Extract START
Employers must step up to the plate with training, policies, and support to protect workers from gendered violence and abuse at work, and to support survivors
Edmonton – On the 28th anniversary of the murder of 14 women at Montreal’s Ecole Polytechnique, labour leaders are bringing attention to the ongoing physical and sexual violence and abuse facing women in the workplace, and calling upon employers to address these problems with training, policies and support.
“With the re-invigoration of Tarana Burke’s 2006 ‘Me Too’ campaign, women are telling their stories about gendered violence and abuse, especially at work, largely perpetrated by powerful men who are their bosses, their sponsors, their co-workers, or who otherwise have power over them,” said Siobhan Vipond, Secretary-Treasurer of Alberta Federation of Labour. “Many of these women are rich, famous, and powerful in their own right. But what about women without money, fame, or power? What about average working women who don’t have these luxuries – the women who are domestic workers, food service workers, retail workers, nurses, and tradeswomen? We need to pay as much attention to these women’s stories as we do to the women we see on television.”
Vipond added that while the viral “Me Too” campaign has encouraged women to share their experiences with sexual violence and abuse, this attention must extend beyond movie stars and political figures. “Whether these events make the media or not, they’re still important. These stories still matter, and these incidents of gendered violence and abuse are still just as traumatic for working women as for powerful women.”
Extract END
Supplied data START
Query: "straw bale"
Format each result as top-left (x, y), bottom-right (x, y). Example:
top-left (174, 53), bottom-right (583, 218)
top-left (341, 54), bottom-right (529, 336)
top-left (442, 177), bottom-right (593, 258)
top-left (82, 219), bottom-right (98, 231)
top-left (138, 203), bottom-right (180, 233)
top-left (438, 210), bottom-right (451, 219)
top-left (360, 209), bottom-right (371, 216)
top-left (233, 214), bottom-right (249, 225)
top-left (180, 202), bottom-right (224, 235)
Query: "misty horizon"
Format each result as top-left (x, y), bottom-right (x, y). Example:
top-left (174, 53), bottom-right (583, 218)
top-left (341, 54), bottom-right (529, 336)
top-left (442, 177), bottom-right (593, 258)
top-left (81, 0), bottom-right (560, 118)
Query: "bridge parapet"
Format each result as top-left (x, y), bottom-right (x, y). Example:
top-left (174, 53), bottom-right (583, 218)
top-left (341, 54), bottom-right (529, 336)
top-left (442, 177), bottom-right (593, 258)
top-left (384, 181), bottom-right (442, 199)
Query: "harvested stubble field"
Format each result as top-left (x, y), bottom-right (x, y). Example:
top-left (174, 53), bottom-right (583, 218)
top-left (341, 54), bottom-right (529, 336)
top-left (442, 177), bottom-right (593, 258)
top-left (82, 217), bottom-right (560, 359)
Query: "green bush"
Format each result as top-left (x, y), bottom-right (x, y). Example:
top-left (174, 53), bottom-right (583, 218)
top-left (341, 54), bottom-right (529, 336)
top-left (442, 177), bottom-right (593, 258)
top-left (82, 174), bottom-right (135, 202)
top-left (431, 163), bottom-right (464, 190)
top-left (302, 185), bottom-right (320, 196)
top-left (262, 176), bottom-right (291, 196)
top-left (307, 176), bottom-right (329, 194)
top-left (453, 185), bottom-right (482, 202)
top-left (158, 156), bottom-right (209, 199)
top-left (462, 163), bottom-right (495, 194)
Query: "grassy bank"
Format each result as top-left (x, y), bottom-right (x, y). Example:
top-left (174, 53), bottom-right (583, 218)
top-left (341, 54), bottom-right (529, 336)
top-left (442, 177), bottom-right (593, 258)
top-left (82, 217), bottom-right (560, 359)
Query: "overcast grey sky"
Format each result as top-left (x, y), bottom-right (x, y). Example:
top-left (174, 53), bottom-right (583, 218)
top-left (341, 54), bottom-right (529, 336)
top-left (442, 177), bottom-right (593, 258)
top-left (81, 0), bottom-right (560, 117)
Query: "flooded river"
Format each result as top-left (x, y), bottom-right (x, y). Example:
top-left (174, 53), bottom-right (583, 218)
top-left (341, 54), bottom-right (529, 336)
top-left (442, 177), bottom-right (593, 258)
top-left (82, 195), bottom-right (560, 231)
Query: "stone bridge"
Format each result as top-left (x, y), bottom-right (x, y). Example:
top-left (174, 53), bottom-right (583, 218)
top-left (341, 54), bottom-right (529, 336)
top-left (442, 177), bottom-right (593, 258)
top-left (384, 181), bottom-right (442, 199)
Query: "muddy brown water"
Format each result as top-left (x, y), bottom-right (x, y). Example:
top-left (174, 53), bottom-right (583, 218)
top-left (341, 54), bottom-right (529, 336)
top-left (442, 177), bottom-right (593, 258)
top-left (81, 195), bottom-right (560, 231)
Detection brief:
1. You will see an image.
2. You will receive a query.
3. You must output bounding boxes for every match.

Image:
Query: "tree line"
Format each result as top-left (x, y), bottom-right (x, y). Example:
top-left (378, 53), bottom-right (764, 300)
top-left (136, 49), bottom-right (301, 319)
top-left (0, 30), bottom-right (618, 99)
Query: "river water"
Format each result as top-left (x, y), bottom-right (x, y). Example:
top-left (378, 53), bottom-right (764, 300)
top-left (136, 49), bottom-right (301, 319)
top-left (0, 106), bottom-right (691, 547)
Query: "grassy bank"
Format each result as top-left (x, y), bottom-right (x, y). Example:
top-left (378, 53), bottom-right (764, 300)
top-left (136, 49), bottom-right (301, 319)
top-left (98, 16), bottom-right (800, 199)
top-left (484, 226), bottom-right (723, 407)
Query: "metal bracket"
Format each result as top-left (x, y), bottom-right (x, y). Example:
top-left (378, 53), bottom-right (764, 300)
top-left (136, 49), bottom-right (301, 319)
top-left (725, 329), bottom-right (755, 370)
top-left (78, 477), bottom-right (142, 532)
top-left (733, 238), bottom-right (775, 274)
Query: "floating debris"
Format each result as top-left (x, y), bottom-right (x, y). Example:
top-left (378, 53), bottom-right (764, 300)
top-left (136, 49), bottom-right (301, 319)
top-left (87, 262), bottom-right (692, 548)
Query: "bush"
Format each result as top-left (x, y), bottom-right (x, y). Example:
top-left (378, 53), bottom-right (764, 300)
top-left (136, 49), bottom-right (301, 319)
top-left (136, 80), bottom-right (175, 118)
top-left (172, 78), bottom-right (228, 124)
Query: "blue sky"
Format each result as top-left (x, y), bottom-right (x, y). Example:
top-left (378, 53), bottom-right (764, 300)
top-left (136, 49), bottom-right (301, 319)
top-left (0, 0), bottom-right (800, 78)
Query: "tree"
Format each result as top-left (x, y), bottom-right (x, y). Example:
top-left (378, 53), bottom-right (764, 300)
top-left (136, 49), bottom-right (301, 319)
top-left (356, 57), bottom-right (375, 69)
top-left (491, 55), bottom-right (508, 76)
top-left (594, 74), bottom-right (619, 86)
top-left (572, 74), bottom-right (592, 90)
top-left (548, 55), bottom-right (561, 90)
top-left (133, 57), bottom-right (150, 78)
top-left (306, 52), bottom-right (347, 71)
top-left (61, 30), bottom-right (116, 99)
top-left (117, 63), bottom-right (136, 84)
Supplied data END
§ Check your understanding
(A) According to the statement on workplace gendered violence, what position does Siobhan Vipond hold?
(B) Please carry on the statement about gendered violence at work, beginning after its final paragraph.

§ Answers to this exercise
(A) Secretary-Treasurer of Alberta Federation of Labour

(B)
Better workplace standards, including changes to occupational health and safety, may help to address these ongoing problems. Crucially, employers need to step up to the plate by supporting a much needed workplace culture change. “We need employers to be proactive about these problems. All workplaces should introduce training, policies, and support to prevent incidents from happening in the first place, and to assist women in coming forward with these incidents when they do.”
Unions can also play a key role in preventing gendered workplace violence and in dealing with it when it does occur, said Vipond. “When women have the protection of a union, they have more protections to prevent this type of abuse, more recourse when these incidents happen, and more support to handle the power imbalance inherent in these situations. Unions can be part of the solution by giving women power where they might otherwise feel powerless.”
But the first step in making change is for employers, co-workers, and the general public to believe women who share their stories of gendered workplace violence and abuse, according to Vipond.
“Abuse thrives when people willfully ignore it. Many of the stories being brought to light in the ‘Me Too’ campaign were open secrets. To create a better culture, our first imperative is to refuse to allow our workplaces to protect abusers. We cannot ignore these open secrets anymore.”